** Opening INFORMATION GIVEN block **

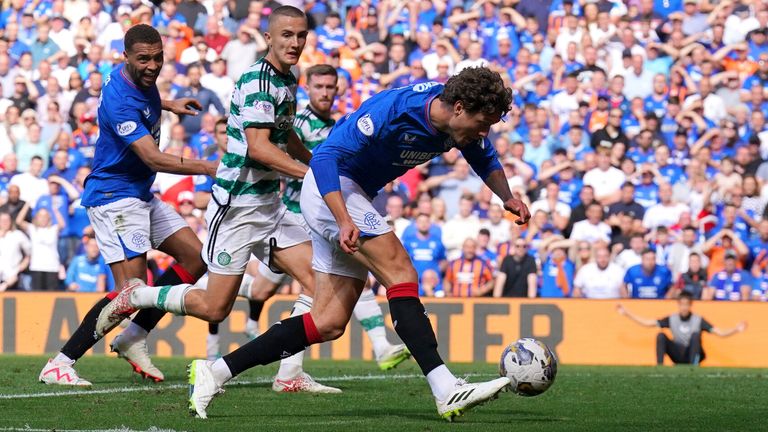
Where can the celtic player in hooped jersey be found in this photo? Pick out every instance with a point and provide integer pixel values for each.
(127, 219)
(392, 132)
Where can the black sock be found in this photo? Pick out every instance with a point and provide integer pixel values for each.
(148, 318)
(282, 340)
(84, 338)
(414, 329)
(256, 307)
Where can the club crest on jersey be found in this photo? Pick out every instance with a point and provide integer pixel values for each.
(408, 138)
(139, 240)
(371, 220)
(365, 125)
(126, 128)
(224, 258)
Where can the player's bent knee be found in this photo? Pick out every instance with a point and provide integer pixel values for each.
(331, 331)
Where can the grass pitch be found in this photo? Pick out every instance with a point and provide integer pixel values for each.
(582, 398)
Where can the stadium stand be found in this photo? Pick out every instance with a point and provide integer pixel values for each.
(638, 128)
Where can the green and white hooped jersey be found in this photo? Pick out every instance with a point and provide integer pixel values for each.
(313, 130)
(264, 98)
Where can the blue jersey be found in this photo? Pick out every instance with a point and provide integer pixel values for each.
(658, 107)
(672, 173)
(647, 195)
(426, 254)
(390, 134)
(549, 287)
(728, 286)
(126, 113)
(86, 273)
(647, 286)
(569, 191)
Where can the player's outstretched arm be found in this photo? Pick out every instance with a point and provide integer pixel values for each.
(497, 182)
(261, 149)
(146, 149)
(740, 327)
(182, 106)
(646, 322)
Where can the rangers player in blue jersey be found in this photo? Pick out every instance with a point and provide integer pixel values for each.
(390, 133)
(127, 218)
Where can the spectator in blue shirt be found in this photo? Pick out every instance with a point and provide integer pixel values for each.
(647, 280)
(730, 283)
(206, 97)
(427, 252)
(88, 272)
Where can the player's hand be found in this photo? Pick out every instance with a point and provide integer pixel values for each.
(185, 106)
(211, 167)
(348, 235)
(518, 208)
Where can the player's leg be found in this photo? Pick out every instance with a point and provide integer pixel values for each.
(264, 286)
(694, 354)
(232, 234)
(371, 317)
(297, 262)
(122, 231)
(335, 298)
(389, 262)
(170, 234)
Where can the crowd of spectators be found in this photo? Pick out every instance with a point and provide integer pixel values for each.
(638, 135)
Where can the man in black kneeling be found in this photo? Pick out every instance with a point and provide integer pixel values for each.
(686, 327)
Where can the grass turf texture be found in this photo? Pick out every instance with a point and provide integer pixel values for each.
(583, 398)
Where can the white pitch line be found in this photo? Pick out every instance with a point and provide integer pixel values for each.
(262, 380)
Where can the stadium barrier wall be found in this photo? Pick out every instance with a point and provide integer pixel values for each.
(468, 330)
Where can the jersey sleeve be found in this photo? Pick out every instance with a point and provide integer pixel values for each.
(258, 99)
(71, 272)
(126, 123)
(482, 157)
(350, 136)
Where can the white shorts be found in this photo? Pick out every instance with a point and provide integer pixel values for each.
(279, 279)
(234, 233)
(327, 255)
(131, 227)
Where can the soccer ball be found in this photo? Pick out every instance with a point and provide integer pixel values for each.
(530, 366)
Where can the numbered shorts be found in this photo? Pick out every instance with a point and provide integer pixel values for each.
(327, 255)
(234, 233)
(131, 227)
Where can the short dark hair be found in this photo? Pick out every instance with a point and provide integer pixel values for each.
(288, 11)
(321, 70)
(479, 90)
(141, 33)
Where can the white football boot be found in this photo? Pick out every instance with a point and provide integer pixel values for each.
(467, 395)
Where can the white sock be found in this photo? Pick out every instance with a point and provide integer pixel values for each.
(245, 287)
(61, 358)
(368, 312)
(133, 332)
(292, 366)
(221, 372)
(169, 298)
(442, 382)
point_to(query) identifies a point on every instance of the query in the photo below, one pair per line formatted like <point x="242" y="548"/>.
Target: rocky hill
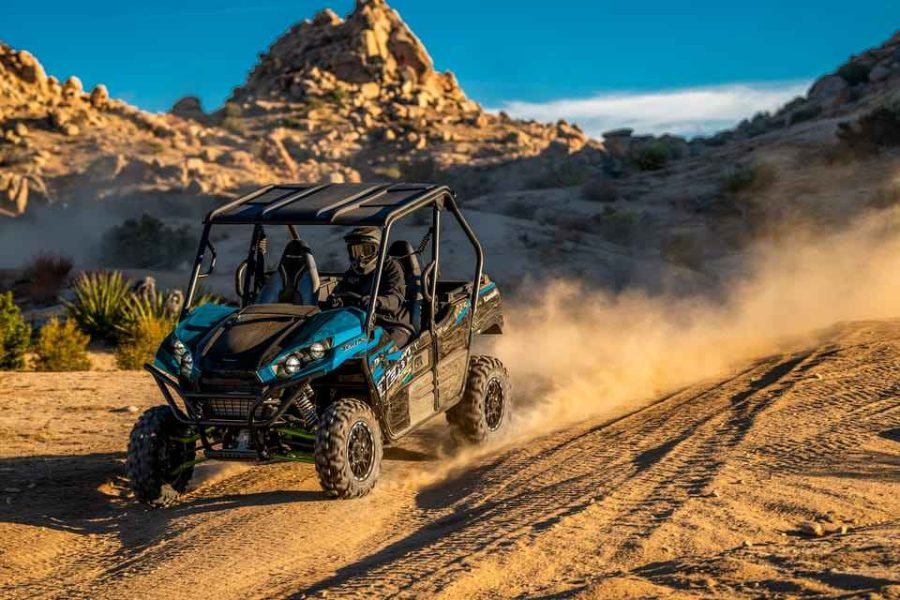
<point x="61" y="144"/>
<point x="332" y="100"/>
<point x="359" y="98"/>
<point x="340" y="99"/>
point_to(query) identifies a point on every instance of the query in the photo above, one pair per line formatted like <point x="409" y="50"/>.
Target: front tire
<point x="484" y="411"/>
<point x="156" y="459"/>
<point x="348" y="449"/>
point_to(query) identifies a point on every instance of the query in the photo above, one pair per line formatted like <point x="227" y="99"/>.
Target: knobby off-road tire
<point x="348" y="449"/>
<point x="484" y="411"/>
<point x="153" y="455"/>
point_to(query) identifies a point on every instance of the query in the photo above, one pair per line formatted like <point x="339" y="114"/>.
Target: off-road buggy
<point x="264" y="381"/>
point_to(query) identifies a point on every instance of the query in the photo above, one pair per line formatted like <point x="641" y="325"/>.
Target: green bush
<point x="147" y="243"/>
<point x="752" y="177"/>
<point x="139" y="345"/>
<point x="15" y="334"/>
<point x="653" y="157"/>
<point x="61" y="347"/>
<point x="100" y="304"/>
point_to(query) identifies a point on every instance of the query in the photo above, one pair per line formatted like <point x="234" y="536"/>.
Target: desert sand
<point x="777" y="478"/>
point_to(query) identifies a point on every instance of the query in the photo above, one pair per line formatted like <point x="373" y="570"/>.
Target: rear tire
<point x="154" y="455"/>
<point x="483" y="413"/>
<point x="348" y="449"/>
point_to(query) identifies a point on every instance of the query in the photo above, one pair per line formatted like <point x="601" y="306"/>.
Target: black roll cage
<point x="341" y="212"/>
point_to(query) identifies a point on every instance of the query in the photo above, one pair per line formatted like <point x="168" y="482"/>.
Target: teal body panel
<point x="344" y="328"/>
<point x="197" y="324"/>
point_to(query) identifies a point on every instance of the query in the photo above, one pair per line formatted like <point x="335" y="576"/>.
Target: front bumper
<point x="260" y="409"/>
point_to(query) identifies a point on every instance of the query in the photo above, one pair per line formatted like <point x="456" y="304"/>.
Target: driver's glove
<point x="365" y="300"/>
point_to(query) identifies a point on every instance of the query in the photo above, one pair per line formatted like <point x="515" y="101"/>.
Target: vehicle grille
<point x="228" y="408"/>
<point x="242" y="385"/>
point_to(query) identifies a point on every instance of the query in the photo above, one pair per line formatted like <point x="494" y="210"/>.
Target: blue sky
<point x="657" y="65"/>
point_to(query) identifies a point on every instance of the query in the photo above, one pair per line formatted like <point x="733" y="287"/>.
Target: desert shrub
<point x="154" y="146"/>
<point x="100" y="303"/>
<point x="61" y="346"/>
<point x="855" y="72"/>
<point x="755" y="176"/>
<point x="46" y="275"/>
<point x="146" y="243"/>
<point x="652" y="157"/>
<point x="599" y="189"/>
<point x="139" y="345"/>
<point x="619" y="227"/>
<point x="336" y="96"/>
<point x="806" y="113"/>
<point x="15" y="333"/>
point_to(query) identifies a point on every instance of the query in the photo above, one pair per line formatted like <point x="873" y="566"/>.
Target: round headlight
<point x="187" y="364"/>
<point x="317" y="351"/>
<point x="178" y="349"/>
<point x="292" y="364"/>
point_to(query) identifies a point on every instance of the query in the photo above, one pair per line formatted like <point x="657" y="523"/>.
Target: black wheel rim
<point x="493" y="405"/>
<point x="173" y="455"/>
<point x="361" y="451"/>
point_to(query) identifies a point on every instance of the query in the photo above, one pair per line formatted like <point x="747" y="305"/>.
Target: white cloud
<point x="687" y="111"/>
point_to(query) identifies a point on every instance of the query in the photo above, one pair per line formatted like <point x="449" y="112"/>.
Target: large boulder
<point x="190" y="108"/>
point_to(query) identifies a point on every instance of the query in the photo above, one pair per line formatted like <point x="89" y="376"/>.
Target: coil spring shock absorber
<point x="307" y="407"/>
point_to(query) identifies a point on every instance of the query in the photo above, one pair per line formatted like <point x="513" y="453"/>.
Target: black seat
<point x="296" y="280"/>
<point x="403" y="252"/>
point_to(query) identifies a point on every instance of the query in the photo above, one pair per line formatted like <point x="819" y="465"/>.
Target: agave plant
<point x="144" y="307"/>
<point x="100" y="303"/>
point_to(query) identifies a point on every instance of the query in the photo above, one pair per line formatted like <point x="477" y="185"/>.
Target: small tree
<point x="61" y="346"/>
<point x="15" y="334"/>
<point x="100" y="303"/>
<point x="139" y="345"/>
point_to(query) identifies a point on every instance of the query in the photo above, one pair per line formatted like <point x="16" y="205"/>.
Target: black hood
<point x="251" y="337"/>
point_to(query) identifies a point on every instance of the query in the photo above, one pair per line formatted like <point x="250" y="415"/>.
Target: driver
<point x="390" y="305"/>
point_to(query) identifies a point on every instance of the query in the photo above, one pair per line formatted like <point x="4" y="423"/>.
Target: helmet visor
<point x="362" y="252"/>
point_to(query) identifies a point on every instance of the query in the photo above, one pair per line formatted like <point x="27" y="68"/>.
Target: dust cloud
<point x="575" y="354"/>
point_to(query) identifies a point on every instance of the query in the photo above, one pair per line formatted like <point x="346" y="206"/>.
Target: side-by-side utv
<point x="316" y="378"/>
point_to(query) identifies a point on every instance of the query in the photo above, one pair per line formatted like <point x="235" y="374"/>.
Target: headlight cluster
<point x="182" y="357"/>
<point x="295" y="361"/>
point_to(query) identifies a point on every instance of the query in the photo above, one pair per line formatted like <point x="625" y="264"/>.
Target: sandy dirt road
<point x="711" y="491"/>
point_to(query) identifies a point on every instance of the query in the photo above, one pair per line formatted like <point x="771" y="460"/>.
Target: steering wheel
<point x="392" y="323"/>
<point x="339" y="296"/>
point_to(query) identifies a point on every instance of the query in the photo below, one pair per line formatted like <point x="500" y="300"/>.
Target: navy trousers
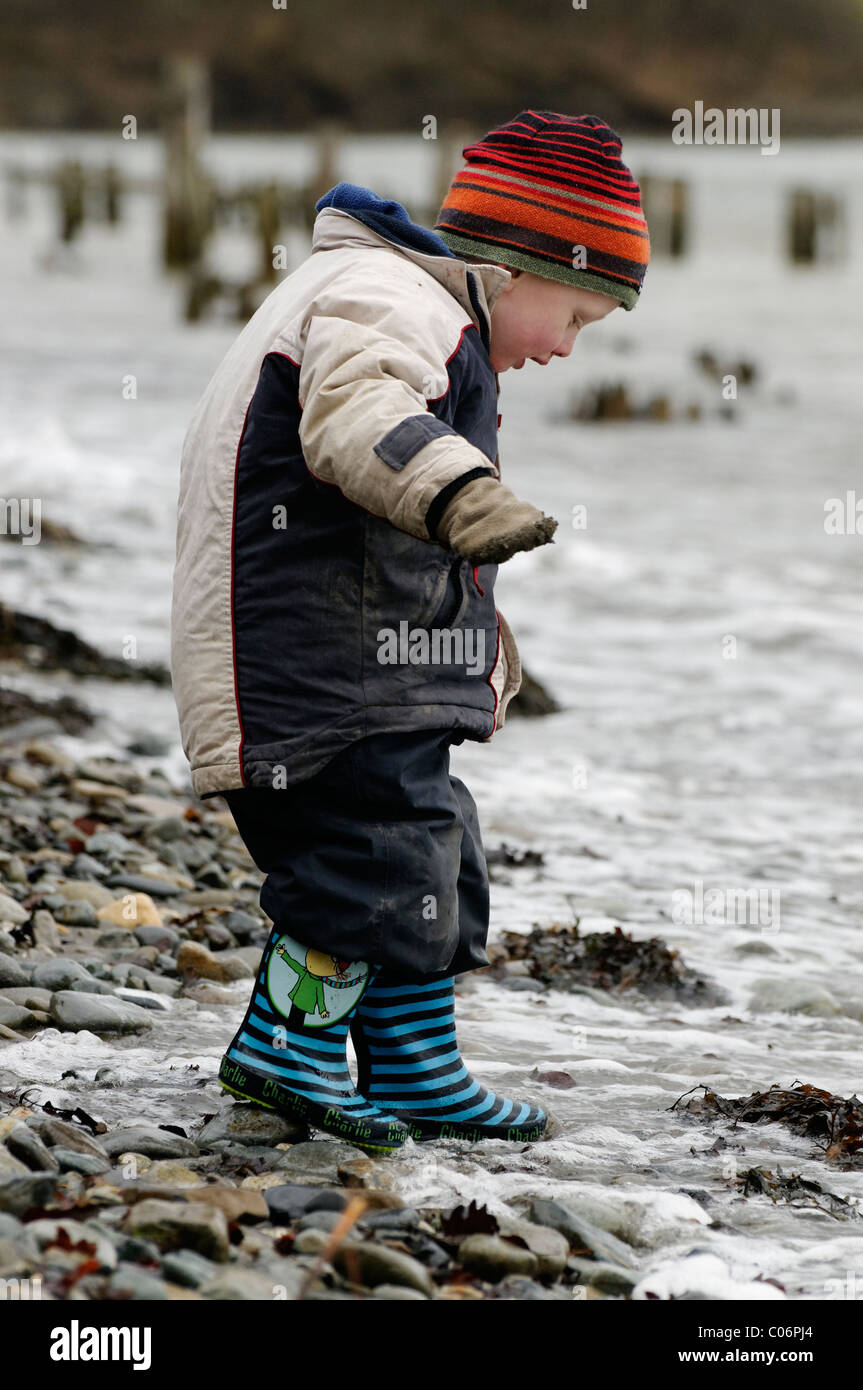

** Closing INFORMATION GIVEN block **

Show the lines above with "below".

point_to(query) identifies a point on every instance of the query in the photo below, one pair per line formatted like <point x="242" y="548"/>.
point_to(query) identifies a point on every instance of the query in the photo below, one pair per line formatted like <point x="500" y="300"/>.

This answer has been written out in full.